### WHAT TO PRODUCE
Return each line of the records that contains the string "black", copying every such line in full.

### DATASET
════════
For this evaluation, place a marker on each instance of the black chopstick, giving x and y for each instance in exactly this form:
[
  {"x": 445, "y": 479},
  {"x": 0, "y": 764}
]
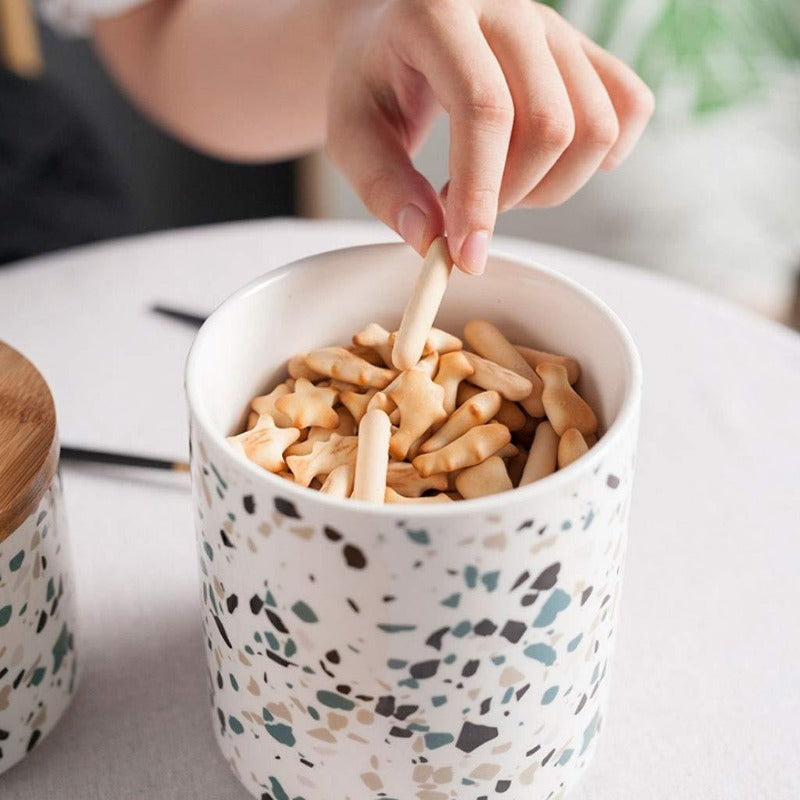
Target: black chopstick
════════
### FINISHED EXERCISE
For this evaluation, place a marker on each instance of the black chopstick, giving x and y for each instance in exactly this form:
Target: black chopstick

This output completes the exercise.